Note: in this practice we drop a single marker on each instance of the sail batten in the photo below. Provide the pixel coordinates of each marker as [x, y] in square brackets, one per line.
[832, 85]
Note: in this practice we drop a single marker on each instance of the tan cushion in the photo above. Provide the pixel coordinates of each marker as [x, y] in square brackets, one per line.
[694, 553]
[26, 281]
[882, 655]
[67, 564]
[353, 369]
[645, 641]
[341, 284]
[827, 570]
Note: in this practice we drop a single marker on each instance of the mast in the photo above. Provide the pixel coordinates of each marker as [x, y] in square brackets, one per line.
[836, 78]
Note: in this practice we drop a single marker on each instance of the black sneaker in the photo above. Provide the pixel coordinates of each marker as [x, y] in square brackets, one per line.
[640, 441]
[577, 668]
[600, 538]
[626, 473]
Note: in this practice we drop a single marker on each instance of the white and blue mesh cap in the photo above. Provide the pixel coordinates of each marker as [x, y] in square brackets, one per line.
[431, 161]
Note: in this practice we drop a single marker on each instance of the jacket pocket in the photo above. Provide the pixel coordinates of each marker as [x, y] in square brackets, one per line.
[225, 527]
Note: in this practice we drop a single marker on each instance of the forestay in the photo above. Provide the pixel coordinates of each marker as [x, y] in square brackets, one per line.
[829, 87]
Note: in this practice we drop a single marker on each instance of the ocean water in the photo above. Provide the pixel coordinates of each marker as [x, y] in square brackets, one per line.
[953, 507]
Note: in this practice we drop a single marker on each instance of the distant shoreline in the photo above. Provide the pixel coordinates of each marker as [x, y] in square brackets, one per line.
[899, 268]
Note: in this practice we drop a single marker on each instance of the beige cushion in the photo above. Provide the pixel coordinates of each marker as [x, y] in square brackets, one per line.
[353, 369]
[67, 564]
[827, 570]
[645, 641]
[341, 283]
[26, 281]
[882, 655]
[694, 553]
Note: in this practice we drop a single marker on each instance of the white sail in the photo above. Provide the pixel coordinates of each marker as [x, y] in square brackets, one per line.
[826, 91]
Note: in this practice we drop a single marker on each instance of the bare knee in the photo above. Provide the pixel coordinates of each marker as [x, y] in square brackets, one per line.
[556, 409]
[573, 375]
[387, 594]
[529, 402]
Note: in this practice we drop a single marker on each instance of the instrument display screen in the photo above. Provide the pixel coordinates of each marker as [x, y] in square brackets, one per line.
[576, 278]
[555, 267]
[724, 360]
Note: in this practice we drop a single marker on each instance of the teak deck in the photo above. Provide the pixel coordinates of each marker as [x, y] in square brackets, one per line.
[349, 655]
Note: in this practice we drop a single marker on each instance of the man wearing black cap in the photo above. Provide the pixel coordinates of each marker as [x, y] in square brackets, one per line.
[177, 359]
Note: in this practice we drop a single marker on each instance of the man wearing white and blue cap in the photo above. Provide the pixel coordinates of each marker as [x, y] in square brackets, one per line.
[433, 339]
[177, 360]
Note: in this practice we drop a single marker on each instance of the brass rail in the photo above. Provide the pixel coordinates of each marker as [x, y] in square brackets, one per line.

*Assignment*.
Reproduce the records in full, exactly as written.

*Result*.
Note: in this practice we drop a single marker on each instance of the sail batten in the photo below. Provide the pixel coordinates of each marker as [x, y] in square brackets, one per line.
[832, 85]
Note: in this practice we drop a single marker on each instance of the tan cushion in the photo above. Provide the pixel coordinates of each marker as [x, y] in square brackets, one per line.
[694, 553]
[26, 281]
[882, 655]
[67, 564]
[353, 369]
[645, 641]
[341, 284]
[827, 570]
Note: in this practice we drop a single marker on each instance of the mast in the photo above. Provide the pixel coordinates of each marker as [x, y] in square brackets, one per line.
[836, 78]
Note: in this practice we drop a single marker on each instance of the black sneaker in the photo above. Provide the pixel coordinates of each marker as [x, y] in square brackets, one per line.
[640, 441]
[577, 668]
[600, 538]
[626, 473]
Note: in this practice we drop a single marker on each instance of the white and blue mesh cap in the photo above. Provide the pixel coordinates of each marker as [x, y] in square brackets, one per line.
[431, 161]
Note: in this practice we drop a single marker on each instance of the jacket pocket in the photo above. Provide the pixel coordinates of each marker as [x, y] in square brackets, one per line.
[225, 527]
Note: in this practice we drop a single marker on each instance of the forestay in the photo above. Provide the pixel coordinates of each marker as [x, y] in square brackets, one per line.
[829, 87]
Note: in this practice we drop a single marker on each instance of the ocean water in the photo above. Provide the pixel coordinates of each marker as [x, y] in square brackets, one per line.
[953, 507]
Note: in this practice we drop a single marker on each instance of the distant shoreline in the photo above. Provide the pixel coordinates of each marker as [x, y] in square brackets, one per line.
[899, 268]
Note: in this practice we drop a single marker on each instance of the beige cushion in the photo above. Provide the pixel coordinates of each marker as [x, y] in square brackets, one per line.
[353, 369]
[67, 564]
[827, 570]
[645, 641]
[341, 283]
[26, 281]
[882, 655]
[694, 553]
Note: in this practice we drop a single marker on each instance of the white sail in the photo above. Provide the pixel coordinates of each marker as [x, y] in square brackets, one per line.
[826, 91]
Note: in this practice we drop a single marker on each instance of the bare knee in the photo above. Provide the pixel coordinates of each marker as [x, y] in square brackets, one per line.
[556, 409]
[573, 375]
[387, 594]
[529, 402]
Note: in this practice we drop a single marker on each instance of the instrument display screen in the photo above. Provide the pixel coordinates of each marker as [x, y] in square brackets, one per line.
[576, 278]
[555, 267]
[724, 360]
Note: in this practice we drop a single marker on each instance of the teak deck in the photo above. Provide the pixel coordinates of each marker as [x, y] in square brackets, one per line.
[349, 655]
Note: in this practice we drop a single marker on each instance of the man wearing black cap in the photo above. Provide the pixel coordinates of each marker as [x, y] in square brackets, one per line.
[177, 359]
Note: in this practice we drop a single marker on each instance of the man wearing white and blue cap in the photo above. Provide the pixel coordinates of each marker as [x, y] in square brackets, one per line.
[433, 339]
[177, 360]
Note: in this practice we drop a single marker on each instance of the brass rail in the photo above. Provide the pixel coordinates of each marker as [x, y] in square brackets, one per line.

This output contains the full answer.